== 抜粋テキスト ==

以上があらすじ。蛙亭文蝶(寺田農)が戯作者で被害者。手鎖の刑を受けて主水がその改め係を村野様に命じられる。手鎖の刑を受けても頭の中には話のタネが残っているという文蝶。その文蝶の世話を甲斐甲斐しく行なう妻のおきく(津田京子)だったが、早速魔手が伸びる。清太(野口貴史)と三次(須賀良)に凌辱されるのだが、実は文蝶とも顔馴染みの貸本屋孫兵衛(長谷川明男)の手のものだった。この孫兵衛は版元江戸屋(天王寺虎之助)の手先だった。後に鉄眼を演じる寺田農だが前作の必殺必中仕事屋稼業では助っ人の仕事屋を演じて今回は被害者役。個性的な役が多いが今回も存在感を示している。

== 指示 1 ==
抜粋テキストをもとに、次の問いに答えよ。
(a) 文蝶の妻おきくを演じているのは誰か。
(b) 孫兵衛の商売は何か。
(c) 寺田農は前作の必殺必中仕事屋稼業でどんな役を演じたか。

== 提供リスト ==
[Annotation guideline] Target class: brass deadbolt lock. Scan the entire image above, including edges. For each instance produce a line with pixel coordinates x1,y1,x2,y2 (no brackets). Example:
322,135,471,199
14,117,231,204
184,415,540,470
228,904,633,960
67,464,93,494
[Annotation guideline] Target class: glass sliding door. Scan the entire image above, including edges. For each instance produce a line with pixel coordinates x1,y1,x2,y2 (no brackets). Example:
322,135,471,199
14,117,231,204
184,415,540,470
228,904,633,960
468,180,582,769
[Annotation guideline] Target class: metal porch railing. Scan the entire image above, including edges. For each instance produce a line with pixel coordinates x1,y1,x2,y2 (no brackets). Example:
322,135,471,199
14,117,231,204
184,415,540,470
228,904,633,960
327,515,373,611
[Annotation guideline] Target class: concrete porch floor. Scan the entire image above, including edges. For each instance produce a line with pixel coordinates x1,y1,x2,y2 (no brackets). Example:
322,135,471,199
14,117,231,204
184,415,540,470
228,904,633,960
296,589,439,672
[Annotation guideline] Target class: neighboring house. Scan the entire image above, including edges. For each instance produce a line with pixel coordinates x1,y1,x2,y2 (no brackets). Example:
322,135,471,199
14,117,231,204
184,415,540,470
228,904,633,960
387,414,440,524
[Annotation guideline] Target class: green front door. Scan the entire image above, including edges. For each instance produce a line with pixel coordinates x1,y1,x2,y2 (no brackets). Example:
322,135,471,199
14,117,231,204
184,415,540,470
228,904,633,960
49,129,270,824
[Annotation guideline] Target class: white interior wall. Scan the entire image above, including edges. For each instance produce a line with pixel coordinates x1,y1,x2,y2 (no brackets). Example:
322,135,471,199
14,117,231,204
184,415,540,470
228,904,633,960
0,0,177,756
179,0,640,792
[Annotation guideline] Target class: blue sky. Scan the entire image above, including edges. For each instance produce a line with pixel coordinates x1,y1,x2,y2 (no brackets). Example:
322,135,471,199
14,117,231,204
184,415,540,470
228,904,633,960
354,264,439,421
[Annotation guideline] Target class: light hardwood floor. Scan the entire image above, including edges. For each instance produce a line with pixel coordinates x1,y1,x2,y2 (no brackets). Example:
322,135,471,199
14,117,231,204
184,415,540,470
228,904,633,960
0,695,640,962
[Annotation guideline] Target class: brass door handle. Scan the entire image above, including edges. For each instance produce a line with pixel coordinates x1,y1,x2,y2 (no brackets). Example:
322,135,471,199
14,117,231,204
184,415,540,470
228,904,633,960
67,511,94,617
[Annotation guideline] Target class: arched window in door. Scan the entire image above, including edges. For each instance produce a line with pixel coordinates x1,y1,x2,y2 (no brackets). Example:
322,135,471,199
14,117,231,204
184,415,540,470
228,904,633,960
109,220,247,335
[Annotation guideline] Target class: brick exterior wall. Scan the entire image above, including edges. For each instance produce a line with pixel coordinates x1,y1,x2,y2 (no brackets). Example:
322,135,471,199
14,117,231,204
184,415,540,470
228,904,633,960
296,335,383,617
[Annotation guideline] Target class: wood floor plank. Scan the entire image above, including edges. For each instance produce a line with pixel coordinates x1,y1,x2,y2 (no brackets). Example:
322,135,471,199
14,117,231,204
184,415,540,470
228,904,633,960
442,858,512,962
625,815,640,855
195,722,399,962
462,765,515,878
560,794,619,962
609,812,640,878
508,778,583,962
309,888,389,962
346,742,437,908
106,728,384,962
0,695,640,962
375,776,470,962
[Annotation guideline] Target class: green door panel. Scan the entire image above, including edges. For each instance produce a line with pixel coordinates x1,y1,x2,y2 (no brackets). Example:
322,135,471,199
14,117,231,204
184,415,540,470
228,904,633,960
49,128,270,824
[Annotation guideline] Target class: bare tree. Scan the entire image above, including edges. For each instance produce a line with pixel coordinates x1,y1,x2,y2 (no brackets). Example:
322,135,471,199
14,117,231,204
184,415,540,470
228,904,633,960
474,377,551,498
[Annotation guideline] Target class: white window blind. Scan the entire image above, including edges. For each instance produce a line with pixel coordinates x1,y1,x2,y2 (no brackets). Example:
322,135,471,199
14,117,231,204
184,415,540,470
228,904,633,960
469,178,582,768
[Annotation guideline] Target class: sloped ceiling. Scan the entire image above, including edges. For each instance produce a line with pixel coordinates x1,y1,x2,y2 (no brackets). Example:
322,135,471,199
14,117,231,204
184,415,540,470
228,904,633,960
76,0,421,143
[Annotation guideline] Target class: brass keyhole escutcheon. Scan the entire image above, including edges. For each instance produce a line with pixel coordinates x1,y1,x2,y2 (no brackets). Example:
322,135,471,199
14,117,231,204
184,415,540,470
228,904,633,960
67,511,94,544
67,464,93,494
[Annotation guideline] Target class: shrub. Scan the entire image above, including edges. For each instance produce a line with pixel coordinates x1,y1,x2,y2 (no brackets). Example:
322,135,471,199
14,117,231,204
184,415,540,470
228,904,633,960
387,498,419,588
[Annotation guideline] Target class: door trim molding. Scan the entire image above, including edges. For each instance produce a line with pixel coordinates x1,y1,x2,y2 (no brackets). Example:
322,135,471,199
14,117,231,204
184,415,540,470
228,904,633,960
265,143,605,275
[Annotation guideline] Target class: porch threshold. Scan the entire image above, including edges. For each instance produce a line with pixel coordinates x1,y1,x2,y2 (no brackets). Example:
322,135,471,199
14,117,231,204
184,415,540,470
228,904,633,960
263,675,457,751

== 指示 2 ==
リストの「[Annotation guideline] Target class: blue」を含む行から「354,264,439,421」を含む行までを、両端の行も含めて一字一句違えずに書き写してください。

== 解答 1 ==
(a) 津田京子
(b) 貸本屋
(c) 助っ人の仕事屋

== 解答 2 ==
[Annotation guideline] Target class: blue sky. Scan the entire image above, including edges. For each instance produce a line with pixel coordinates x1,y1,x2,y2 (no brackets). Example:
322,135,471,199
14,117,231,204
184,415,540,470
228,904,633,960
354,264,439,421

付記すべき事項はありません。